* SHORT EXERCISE: Begin at the first line of the entries and stop after the line that contains "[0,231,274,430]". Copy every line in that span, requests included, but multiply each bounding-box coordinate in the answers by 0.55 and round to the nearest whole number, rounding halves up.

(Records of labeled boxes)
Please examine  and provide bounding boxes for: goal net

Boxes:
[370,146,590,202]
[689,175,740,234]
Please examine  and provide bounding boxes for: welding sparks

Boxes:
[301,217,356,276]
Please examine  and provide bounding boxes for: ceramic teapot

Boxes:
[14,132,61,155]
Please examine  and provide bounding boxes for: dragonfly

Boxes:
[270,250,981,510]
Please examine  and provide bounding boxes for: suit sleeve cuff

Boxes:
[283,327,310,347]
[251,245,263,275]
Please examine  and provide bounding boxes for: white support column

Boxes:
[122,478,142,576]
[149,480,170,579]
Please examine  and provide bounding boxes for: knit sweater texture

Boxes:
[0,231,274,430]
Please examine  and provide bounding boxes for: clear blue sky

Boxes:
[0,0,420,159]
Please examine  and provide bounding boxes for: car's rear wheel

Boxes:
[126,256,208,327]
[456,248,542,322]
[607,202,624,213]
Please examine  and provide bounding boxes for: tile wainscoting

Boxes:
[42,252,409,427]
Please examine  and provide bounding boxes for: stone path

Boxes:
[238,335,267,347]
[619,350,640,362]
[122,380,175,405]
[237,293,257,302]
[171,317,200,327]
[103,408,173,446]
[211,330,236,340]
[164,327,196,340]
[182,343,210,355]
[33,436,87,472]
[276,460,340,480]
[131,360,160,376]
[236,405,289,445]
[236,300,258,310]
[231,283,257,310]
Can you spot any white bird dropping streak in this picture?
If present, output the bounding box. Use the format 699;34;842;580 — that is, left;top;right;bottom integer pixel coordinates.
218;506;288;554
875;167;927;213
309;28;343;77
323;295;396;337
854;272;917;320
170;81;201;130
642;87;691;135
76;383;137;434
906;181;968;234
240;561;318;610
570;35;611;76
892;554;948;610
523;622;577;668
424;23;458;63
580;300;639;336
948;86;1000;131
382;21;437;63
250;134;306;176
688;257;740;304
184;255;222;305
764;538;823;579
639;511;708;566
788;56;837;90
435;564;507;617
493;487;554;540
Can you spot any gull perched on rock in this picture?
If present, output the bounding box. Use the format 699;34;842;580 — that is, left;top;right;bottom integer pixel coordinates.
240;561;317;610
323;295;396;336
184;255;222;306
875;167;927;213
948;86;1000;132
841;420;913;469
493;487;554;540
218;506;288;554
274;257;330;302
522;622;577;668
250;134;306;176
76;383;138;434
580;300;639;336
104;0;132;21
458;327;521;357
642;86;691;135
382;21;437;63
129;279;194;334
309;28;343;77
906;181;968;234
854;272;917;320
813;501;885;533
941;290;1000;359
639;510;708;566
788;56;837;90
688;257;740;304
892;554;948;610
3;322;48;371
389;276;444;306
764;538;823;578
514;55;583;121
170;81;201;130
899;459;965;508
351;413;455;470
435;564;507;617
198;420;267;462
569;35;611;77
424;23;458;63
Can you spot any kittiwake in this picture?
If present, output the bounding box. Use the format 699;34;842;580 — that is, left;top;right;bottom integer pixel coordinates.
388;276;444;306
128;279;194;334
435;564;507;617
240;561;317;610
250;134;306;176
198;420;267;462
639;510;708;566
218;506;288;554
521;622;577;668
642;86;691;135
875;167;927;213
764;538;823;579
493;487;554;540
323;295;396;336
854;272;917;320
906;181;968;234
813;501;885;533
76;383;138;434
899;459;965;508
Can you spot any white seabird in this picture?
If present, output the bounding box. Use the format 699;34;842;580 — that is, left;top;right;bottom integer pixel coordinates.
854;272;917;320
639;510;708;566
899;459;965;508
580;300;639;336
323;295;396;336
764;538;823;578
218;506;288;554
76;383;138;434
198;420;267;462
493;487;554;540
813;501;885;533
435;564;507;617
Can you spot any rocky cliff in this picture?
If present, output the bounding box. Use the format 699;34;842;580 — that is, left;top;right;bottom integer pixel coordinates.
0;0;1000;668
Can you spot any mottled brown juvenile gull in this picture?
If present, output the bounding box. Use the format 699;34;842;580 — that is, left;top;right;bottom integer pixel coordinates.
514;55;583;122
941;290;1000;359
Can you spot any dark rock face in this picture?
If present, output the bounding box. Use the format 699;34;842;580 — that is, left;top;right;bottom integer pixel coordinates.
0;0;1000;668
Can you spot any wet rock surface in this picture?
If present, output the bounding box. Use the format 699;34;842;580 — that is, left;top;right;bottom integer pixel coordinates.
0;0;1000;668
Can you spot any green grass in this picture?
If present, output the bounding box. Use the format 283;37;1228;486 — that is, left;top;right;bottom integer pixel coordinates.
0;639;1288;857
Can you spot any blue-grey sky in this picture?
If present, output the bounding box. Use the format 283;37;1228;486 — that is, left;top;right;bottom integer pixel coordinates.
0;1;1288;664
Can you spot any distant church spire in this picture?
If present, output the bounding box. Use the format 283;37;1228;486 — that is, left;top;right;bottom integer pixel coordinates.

* OUTPUT OF THE TASK:
Please examine  and provide bounding boxes for: goal net

Boxes:
[204,80,325,111]
[379,96,407,129]
Please examine  and provide bounding boxes for: welding sparks

Boxes:
[166,119,196,152]
Please examine  and provide bounding boxes for: ceramic teapot

Boxes:
[8,73,34,85]
Please examine  and provide bounding boxes for: dragonfly

Boxes:
[149,138,540,281]
Please examine  and provide bounding boxes for: suit sleeve cuff

Boxes:
[156,180,171,191]
[138,135,145,151]
Please examine  and provide bounding boxes for: white support column

Boxes:
[67,263,78,317]
[82,264,94,318]
Please examine  and provide bounding boxes for: knit sweater texture

Boxes:
[0,127,151,237]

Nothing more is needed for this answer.